_Problem details_
Please restate the following records word for word.

_Recorded data_
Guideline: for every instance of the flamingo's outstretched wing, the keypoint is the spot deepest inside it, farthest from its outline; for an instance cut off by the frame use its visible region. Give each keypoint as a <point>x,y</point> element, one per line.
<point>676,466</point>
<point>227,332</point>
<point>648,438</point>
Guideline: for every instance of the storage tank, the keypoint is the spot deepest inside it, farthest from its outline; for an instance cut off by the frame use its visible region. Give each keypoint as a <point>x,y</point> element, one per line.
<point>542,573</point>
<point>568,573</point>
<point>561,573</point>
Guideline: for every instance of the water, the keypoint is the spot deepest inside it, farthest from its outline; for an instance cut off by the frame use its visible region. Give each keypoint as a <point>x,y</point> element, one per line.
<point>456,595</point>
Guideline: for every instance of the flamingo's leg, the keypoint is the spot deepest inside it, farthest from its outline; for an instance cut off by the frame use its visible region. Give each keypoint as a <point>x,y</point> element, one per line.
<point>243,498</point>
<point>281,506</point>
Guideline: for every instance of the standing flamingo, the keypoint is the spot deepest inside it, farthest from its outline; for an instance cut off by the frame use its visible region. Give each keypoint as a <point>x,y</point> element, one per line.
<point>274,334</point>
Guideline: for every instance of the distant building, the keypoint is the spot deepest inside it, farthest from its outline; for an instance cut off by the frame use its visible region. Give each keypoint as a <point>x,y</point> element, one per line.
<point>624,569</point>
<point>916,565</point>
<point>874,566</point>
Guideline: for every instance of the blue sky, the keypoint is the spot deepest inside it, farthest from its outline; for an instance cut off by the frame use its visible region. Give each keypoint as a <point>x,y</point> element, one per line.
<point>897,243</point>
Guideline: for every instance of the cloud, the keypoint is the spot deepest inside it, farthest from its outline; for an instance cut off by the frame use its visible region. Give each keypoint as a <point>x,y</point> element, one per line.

_Complete response_
Guideline: for every instance of the flamingo's outstretched wing, the keypoint is the spot deepest inside it, farthest from its outline; for an instance cut off by the frame use its visible region. Give each keypoint as a <point>x,y</point> element, one per line.
<point>676,466</point>
<point>227,332</point>
<point>648,438</point>
Guideline: for every instance of the storage tank, the keypoint is the spot deepest inside it, farthest from its outline; for an instance cut off by the frame use its visible region. Give each keypoint as a <point>x,y</point> element, one per line.
<point>542,573</point>
<point>568,573</point>
<point>561,573</point>
Guideline: for every instance of the water, the keypoint is the spot deepest inside it, farthest from its outline; for an instance cut off by the frame use its visible region. Give each keypoint as a <point>x,y</point> element, one per line.
<point>456,595</point>
Guideline: for every instance of the flamingo's leg, the keypoint is the spot deepest inside it, farthest from its outline; for an instance cut off by the frame use its visible region. Give each keypoint as a <point>x,y</point> element, one per line.
<point>243,498</point>
<point>281,506</point>
Guideline: for every instance of the standing flamingo, the keypoint is the spot deepest inside it, farthest from its outline; for an instance cut off by the frame use its visible region. Give each keypoint as a <point>x,y</point> element, one per line.
<point>274,334</point>
Guideline: for every instance of the distant building, the keypoint is the spot deepest inside it, farthest from its outline; for an instance cut off by the frame use its visible region. Give each keypoint as a <point>x,y</point> element, one per line.
<point>624,569</point>
<point>916,565</point>
<point>874,566</point>
Guideline: for every instance of the blue sky, the keypoint is the spot deepest inside it, farthest from its outline; for an instance cut off by the frame use its visible region. Give each keypoint as a <point>x,y</point> element, one per line.
<point>897,243</point>
Guideline: for every instance of the cloud, the keypoint is the spot deepest inside it, farthest from its outline; for an instance cut off by the frame use its visible region. Give each keypoint as a <point>x,y</point> element, one per line.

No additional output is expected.